- Tâches à faire
• 1. Répondez à ces questions d'après la critique de Transmitzvah.
(a) Dans quel pays Mumy retourne-t-elle après une longue absence ?
(b) Comment s'appelle le frère de Mumy ?
(c) Par quoi la paix intérieure atteinte à la fin du film est-elle symbolisée ?
• 2. Relevez tous les motifs classiques de la quête identitaire que cite la critique de Transmitzvah.
• 3. Écrivez la suite de la critique de Transmitzvah à partir de sa dernière phrase.

- Extrait du texte
----------

Transmitzvah de Daniel Burman : personnages en quête d’identité

Transmitzvah de Daniel Burman : personnages en quête d’identité

Haut en couleur, le film de Daniel Burman nous fait entrer dans un monde onirique au travers du regard de Mumy, star trans retournant dans son Argentine natale après une longue absence. Telle une chorégraphie hypnotisante, la narration joue avec le genre du voyage initiatique pour évoquer l’identité mouvante et multiple des personnages. 

Une aventure mystique mêlant religion et culture pop

Ce voyage initiatique est avant tout un voyage intérieur et c’est par le dialogue avec la religion que Mumy apprend à se connaître vraiment. On retrouve également, en filigrane, les motifs classiques de la quête identitaire : retour aux racines, réconciliation, apprentissage. Pour autant, la progression audacieuse du récit défie toutes nos attentes. Les personnages et leurs motivations sont volatiles, insaisissables et empreint d’une joie enivrante. Cette euphorie grisante tient peut-être à la prestance des acteurs et particulièrement à l’énergie de Penelope Guerrero qui, on le voit, prend plaisir à incarner un personnage qui lui ressemble. Sa métamorphose, de l’enfance à l’âge adulte, s’opère grâce au montage qui – empruntant les stéréotypes des magazines people – nous bombarde d’images et de paillettes. On découvre alors la chanteuse, icône du yiddish, ultra féminine et charismatique, ancrée dans les codes de la pop. Cette identité appuyée n’exprime pourtant pas encore la complexité du personnage de Mumy. Il faudra tout le temps du film pour que son frère, Eduardo, et elle, finissent par atteindre une paix intérieure, symbolisée par une danse au milieu de la nature animée par la voix retrouvée de Mumy.

----------

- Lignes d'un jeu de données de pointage
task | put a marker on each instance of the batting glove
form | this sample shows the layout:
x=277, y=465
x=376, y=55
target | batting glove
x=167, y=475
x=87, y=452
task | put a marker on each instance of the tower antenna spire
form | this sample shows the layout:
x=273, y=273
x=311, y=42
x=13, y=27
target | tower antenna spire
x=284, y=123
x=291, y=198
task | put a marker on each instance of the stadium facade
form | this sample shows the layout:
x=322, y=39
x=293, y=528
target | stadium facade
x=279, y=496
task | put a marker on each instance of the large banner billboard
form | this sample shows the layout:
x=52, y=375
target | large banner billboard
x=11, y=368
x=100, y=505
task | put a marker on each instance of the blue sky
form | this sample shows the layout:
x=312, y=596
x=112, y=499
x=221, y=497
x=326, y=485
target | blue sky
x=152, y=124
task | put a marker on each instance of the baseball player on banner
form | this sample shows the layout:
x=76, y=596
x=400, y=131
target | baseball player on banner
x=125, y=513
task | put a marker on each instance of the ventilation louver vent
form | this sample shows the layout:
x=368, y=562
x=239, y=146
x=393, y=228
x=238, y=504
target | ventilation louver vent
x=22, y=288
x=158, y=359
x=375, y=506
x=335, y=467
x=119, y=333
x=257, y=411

----------

- Réponses par tâche
• 1.
(a) En Argentine, son pays natal.
(b) Il s'appelle Eduardo.
(c) Elle est symbolisée par une danse au milieu de la nature, animée par la voix retrouvée de Mumy.

• 2. Retour aux racines, réconciliation, apprentissage.

• 3.
Un vent de liberté

Transmitzvah annonce avec son titre la portée subversive de son propos. Daniel Burman joue avec les symboles de la religion pour en faire des objets pop. Parfois obscures et volontairement complexes, les références à la kabbale sont amenées avec un ton qui mêle humour et hommage. Les rencontres incongrues que font le frère et la soeur au cours de leur aventure mystique tendent vers le merveilleux sans pour autant se détacher du réel. Le réalisateur parvient à nous faire accepter ce décalage en s’appuyant sur ses acteurs et sur une mise en scène qui bouscule d’emblée toutes nos conceptions. De cette manière, on accompagne Mumy et son frère jusqu’à Tolède et on admet sans sourciller les péripéties qui les amènent à animer un mariage raté ou encore à retrouver un ermite vieux de 3000 ans sur une colline. Entre accents dramatiques, comédie musicale et chronique familiale, le film peut sembler hermétique mais on se laisse vite happer par le dynamisme joyeux des personnages qui nous accueillent avec bienveillance dans leur univers.

Loin de tout stéréotype, Transmitzvah se démarque donc par sa liberté de ton. Cette quête d’identité fantasque portée à l’écran par une actrice trans qui joue sans état d’âme avec son image permet de créer un nouvel imaginaire pop. Aussi, cet heureux mélange donne au film une profondeur symbolique évoquant le pouvoir poétique d’une époque qui n’hésite pas à métisser tous les genres. 

Alice Dollon

Fiche technique
Transmitzvah de Daniel Burman (2024)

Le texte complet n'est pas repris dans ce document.